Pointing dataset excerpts
--*--

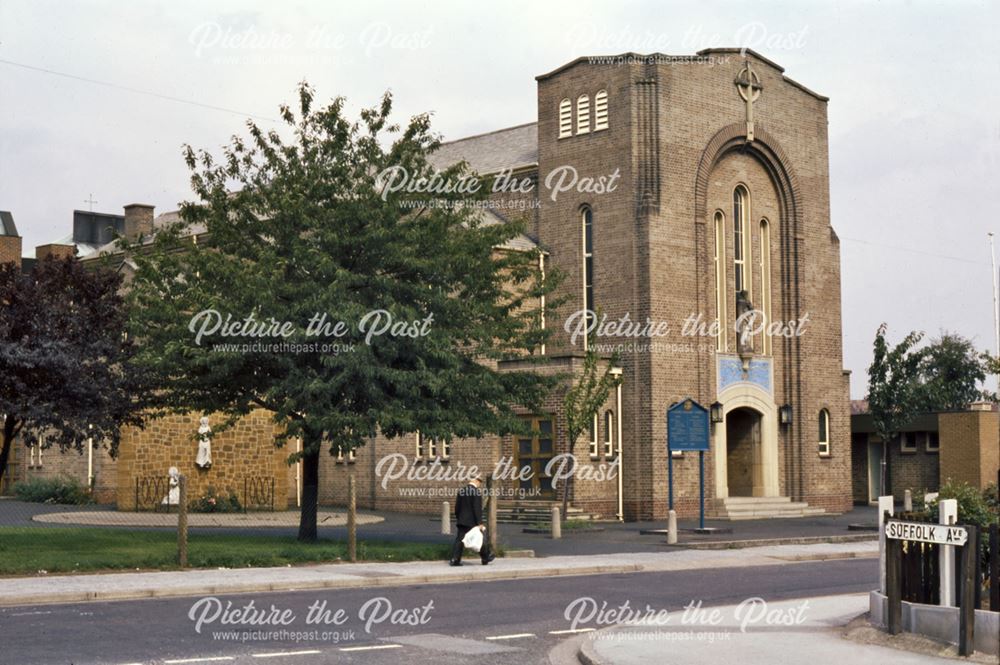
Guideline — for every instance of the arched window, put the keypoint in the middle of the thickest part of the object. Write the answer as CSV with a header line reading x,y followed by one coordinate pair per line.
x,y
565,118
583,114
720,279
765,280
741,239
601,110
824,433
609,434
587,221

--*--

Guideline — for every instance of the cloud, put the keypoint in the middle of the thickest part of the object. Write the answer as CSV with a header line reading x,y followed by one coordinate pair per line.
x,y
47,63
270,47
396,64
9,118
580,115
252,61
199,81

--*--

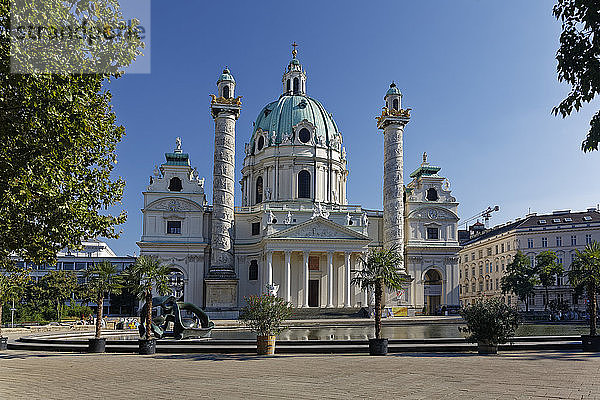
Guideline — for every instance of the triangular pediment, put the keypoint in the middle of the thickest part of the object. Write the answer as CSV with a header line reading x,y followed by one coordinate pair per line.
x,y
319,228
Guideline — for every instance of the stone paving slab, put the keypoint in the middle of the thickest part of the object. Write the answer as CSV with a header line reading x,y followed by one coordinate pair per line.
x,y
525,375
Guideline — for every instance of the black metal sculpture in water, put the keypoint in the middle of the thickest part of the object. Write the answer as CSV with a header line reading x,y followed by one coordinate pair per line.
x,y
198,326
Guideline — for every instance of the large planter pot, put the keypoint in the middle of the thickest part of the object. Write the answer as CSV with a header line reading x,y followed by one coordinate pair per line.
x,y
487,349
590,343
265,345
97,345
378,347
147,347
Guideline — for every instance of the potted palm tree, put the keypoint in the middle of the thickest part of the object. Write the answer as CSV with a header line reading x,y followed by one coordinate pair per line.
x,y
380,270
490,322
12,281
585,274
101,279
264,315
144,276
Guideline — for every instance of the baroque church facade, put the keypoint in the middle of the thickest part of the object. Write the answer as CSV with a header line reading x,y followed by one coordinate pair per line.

--*--

Given task =
Rewrite the lines from the one holding "Guideline — for every instance of the potted" through the one holding "Guideline — for every instance of the baroque", inclusive, changing every "keypoint" to "marker" and leaving everything else untouched.

Written solution =
Guideline — for every instance of the potted palm tree, put the marker in the middle of the thickest part of the object. Write the answer as CSV with a header line reading x,y followed by one coordinate pair per line.
x,y
380,270
490,322
12,281
585,274
101,279
264,315
144,276
Guideline — for every instance of the baroque church facade, put the marker in the middle of the thickest part of the object. Write the answer as CSV with a header line reading x,y followed by one coordinate pair per line.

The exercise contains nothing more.